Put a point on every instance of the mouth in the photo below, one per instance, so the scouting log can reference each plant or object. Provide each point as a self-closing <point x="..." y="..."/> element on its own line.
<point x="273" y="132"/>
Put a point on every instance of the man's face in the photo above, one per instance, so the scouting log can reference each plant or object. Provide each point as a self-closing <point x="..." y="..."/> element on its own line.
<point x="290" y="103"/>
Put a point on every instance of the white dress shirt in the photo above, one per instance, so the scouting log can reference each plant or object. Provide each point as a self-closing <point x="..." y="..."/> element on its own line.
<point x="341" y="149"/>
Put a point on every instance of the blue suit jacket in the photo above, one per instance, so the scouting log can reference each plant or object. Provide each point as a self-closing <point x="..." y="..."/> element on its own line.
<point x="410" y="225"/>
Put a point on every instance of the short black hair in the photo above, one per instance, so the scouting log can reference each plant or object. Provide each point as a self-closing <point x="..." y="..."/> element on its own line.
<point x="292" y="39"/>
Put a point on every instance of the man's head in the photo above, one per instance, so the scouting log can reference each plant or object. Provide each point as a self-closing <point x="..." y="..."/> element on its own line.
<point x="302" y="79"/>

○ ○ ○

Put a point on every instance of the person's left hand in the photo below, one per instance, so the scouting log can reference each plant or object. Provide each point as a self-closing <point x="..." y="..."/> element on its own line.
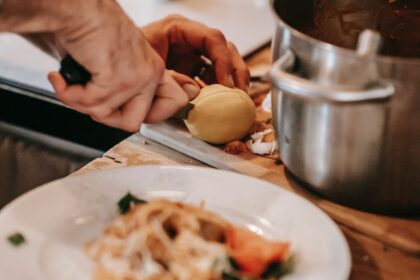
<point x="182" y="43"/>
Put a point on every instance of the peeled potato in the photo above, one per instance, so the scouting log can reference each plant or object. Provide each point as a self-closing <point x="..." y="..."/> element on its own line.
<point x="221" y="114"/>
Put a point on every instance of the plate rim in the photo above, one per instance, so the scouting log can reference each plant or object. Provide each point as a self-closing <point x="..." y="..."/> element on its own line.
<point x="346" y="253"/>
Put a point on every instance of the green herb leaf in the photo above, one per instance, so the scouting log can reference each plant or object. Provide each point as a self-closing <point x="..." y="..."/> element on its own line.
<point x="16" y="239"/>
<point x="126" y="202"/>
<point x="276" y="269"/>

○ ○ ○

» AIM: Count the lines above that contain the word "below", and reply with the number alone.

» WRITTEN SOLUTION: 2